─── Entries ───

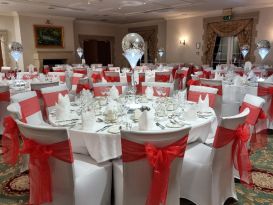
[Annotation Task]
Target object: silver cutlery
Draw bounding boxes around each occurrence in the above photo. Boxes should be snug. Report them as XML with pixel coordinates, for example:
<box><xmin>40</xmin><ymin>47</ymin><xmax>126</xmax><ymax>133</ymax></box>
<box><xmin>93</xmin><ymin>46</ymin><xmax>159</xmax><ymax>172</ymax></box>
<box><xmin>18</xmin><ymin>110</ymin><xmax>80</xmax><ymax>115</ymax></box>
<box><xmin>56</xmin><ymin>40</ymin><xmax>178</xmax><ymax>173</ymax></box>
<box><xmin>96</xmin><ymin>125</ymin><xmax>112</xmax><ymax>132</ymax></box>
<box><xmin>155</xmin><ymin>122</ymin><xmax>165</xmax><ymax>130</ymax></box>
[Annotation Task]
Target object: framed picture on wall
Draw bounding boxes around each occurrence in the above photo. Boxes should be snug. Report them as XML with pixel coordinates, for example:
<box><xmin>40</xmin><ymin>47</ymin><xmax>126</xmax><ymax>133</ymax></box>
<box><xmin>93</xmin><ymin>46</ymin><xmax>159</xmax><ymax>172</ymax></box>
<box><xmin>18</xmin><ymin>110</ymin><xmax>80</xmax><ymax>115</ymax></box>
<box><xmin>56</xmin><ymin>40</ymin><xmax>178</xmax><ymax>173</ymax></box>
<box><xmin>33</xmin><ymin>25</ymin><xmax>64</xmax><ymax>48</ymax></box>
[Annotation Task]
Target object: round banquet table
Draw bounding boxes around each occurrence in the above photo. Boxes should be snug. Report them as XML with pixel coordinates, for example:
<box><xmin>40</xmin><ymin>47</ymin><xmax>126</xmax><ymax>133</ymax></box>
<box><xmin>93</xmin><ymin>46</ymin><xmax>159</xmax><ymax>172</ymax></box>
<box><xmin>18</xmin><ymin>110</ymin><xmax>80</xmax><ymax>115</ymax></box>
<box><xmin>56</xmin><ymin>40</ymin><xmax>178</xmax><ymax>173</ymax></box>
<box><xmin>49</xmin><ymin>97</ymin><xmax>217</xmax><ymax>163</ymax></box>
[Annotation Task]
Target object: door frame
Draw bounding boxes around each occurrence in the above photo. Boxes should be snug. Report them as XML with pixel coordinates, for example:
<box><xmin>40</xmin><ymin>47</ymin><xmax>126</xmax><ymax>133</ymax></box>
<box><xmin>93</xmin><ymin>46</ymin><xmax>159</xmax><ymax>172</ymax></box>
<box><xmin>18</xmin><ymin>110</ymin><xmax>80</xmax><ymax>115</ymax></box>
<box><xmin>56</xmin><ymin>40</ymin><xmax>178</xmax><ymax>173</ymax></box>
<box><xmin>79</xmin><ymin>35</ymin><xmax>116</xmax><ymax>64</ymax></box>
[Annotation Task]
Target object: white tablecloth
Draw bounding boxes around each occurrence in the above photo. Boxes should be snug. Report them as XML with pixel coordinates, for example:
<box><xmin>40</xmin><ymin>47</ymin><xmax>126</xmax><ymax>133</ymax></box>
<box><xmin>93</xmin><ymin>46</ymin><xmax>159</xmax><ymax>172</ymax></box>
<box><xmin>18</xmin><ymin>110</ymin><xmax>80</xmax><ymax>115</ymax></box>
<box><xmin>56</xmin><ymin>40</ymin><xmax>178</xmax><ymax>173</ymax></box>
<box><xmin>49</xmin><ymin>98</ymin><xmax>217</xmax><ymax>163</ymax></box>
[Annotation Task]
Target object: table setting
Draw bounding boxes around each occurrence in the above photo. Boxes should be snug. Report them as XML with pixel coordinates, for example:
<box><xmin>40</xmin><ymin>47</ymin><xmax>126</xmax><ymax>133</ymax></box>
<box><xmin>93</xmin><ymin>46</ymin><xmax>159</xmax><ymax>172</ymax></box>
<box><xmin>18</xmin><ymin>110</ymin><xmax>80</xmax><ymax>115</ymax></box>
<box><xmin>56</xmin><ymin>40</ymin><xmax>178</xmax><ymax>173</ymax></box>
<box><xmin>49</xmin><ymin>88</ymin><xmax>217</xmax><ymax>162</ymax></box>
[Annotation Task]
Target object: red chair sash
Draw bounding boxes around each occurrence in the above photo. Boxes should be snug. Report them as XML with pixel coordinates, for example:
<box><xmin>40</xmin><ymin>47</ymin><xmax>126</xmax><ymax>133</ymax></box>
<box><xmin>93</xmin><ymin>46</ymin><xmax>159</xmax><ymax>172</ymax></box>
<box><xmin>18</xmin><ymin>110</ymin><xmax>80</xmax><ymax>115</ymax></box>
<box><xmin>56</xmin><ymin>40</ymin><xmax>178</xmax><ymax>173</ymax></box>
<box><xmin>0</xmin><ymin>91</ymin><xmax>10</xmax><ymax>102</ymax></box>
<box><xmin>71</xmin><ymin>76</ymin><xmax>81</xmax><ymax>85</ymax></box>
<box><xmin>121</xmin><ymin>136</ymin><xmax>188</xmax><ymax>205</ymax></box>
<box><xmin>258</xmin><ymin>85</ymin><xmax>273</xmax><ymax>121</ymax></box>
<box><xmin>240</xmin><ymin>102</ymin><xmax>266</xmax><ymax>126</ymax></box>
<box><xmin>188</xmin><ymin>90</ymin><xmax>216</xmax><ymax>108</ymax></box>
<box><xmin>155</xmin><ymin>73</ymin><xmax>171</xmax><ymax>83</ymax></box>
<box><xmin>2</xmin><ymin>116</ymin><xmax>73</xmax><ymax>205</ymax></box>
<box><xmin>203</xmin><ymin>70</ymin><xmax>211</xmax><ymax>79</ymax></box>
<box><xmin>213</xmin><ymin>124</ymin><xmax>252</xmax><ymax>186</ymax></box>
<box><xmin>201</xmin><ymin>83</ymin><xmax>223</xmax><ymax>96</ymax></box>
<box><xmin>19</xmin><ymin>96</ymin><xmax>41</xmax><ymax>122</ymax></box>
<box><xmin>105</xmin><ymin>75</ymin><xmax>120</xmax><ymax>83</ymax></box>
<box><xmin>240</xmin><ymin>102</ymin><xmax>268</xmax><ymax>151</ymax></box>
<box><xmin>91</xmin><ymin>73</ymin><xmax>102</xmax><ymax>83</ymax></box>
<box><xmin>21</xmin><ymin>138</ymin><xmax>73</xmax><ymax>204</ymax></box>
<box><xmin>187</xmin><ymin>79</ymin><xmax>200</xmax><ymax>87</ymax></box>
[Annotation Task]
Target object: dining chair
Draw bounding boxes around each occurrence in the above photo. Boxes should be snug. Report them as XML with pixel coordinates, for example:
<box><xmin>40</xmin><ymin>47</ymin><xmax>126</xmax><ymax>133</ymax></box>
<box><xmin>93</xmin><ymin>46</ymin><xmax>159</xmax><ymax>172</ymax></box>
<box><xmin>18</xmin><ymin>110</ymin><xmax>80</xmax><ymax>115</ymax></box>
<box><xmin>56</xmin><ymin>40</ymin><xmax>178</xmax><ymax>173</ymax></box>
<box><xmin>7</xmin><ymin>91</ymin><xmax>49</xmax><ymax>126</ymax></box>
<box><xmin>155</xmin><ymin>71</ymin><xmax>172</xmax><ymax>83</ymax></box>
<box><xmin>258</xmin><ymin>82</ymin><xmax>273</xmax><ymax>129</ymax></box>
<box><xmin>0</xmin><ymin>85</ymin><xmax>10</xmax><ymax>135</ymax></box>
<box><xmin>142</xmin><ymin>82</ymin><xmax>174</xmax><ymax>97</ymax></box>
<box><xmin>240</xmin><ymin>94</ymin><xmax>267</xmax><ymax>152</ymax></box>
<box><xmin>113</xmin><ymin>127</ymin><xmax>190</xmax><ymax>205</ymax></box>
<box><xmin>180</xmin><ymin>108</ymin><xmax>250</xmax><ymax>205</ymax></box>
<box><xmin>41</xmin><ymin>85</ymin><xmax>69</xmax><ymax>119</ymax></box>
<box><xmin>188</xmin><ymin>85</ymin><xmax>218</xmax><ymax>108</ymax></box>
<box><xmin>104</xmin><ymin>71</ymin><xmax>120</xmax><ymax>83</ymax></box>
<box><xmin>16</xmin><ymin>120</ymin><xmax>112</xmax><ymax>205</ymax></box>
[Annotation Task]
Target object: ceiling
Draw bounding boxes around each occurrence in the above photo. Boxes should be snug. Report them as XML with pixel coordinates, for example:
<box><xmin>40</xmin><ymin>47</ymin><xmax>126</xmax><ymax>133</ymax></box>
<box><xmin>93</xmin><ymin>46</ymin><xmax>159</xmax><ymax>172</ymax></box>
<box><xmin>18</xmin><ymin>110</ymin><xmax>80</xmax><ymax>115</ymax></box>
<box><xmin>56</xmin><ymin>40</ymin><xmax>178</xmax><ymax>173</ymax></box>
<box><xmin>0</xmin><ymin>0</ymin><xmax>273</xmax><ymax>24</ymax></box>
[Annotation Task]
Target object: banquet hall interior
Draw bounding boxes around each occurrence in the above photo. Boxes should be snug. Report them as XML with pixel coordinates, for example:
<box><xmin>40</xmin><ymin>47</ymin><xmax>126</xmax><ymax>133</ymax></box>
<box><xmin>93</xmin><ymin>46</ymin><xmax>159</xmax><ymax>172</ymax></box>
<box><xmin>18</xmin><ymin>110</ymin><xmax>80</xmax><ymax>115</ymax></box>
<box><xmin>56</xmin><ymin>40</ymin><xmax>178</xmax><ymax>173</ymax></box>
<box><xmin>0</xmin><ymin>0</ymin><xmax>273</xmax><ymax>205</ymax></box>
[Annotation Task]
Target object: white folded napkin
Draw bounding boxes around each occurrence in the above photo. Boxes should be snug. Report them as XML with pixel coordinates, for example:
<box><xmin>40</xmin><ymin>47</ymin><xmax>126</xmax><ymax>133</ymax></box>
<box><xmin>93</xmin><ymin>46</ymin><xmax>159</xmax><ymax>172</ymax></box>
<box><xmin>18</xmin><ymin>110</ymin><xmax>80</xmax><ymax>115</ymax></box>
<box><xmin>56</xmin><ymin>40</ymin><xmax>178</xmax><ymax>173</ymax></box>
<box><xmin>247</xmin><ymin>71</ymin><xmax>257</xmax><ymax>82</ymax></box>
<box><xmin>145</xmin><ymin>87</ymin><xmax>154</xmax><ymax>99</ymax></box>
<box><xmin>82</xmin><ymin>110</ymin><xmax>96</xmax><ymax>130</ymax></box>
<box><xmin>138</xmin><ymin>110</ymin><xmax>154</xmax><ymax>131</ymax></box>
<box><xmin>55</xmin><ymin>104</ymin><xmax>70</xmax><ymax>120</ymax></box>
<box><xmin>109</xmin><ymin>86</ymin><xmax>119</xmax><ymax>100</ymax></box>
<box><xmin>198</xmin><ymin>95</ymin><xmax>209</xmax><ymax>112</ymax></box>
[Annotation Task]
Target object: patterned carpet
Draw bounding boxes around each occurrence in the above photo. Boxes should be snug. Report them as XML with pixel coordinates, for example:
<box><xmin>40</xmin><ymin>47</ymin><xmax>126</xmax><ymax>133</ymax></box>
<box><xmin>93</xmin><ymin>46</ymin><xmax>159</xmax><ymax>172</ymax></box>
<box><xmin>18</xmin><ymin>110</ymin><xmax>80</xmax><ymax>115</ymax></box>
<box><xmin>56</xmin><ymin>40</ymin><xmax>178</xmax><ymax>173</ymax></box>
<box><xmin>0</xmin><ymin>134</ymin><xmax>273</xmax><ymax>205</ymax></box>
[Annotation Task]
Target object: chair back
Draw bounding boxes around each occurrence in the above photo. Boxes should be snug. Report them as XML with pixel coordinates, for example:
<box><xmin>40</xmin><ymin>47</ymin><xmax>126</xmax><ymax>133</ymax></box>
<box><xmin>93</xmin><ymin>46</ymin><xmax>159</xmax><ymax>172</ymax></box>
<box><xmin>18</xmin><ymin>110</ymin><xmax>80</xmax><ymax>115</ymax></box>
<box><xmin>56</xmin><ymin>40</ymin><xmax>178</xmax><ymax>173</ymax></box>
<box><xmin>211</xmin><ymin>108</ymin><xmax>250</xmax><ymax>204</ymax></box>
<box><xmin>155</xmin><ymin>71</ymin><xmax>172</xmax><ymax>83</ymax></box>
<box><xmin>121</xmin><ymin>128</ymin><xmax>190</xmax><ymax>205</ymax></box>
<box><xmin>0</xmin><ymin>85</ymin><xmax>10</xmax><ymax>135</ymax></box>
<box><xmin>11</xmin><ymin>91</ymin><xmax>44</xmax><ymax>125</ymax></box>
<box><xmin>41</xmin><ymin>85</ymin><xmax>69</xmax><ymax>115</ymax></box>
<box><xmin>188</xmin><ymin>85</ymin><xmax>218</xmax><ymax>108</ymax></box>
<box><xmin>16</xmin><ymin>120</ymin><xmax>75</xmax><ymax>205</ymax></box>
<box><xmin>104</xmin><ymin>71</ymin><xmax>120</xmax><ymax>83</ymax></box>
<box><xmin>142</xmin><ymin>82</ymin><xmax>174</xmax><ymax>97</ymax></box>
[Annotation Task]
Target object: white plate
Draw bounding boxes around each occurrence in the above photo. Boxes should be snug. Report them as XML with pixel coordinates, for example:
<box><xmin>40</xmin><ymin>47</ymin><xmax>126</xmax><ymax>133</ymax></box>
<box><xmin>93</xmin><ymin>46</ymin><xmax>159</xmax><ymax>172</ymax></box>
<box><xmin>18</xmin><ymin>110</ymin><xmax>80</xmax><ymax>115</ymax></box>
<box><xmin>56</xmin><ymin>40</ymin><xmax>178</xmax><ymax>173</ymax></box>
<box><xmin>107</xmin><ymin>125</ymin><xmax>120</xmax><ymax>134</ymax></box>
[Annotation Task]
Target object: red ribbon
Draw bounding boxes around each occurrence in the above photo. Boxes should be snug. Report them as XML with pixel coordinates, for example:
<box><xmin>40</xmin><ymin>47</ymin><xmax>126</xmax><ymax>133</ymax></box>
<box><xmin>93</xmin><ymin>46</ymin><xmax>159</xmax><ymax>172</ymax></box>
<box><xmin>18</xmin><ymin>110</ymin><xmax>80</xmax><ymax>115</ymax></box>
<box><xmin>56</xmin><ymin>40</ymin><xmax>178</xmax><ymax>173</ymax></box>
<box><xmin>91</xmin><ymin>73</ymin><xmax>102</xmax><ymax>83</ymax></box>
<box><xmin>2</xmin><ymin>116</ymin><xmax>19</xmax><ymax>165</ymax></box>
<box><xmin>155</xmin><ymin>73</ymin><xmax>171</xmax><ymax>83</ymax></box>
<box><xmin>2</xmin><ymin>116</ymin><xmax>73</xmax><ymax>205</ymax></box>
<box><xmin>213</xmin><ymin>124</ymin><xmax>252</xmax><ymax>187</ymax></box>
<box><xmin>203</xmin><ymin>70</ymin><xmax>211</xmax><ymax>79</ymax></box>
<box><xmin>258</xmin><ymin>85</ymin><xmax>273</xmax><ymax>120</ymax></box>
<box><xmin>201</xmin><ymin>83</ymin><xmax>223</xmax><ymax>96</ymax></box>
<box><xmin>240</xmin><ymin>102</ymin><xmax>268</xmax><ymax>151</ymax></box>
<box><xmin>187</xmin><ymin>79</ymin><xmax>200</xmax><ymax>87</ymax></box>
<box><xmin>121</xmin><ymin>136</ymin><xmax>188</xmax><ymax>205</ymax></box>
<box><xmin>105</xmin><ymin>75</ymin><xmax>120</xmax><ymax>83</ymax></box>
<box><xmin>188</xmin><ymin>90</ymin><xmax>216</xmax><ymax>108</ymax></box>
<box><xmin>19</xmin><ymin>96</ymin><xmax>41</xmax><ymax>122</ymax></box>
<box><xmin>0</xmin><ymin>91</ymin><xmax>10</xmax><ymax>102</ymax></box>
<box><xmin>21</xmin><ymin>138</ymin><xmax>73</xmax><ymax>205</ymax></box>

───

### Your goal:
Copy out every line in the items above that contains the string "chair".

### Result of this exercise:
Target object: red chair sash
Target object: dining chair
Target object: chair back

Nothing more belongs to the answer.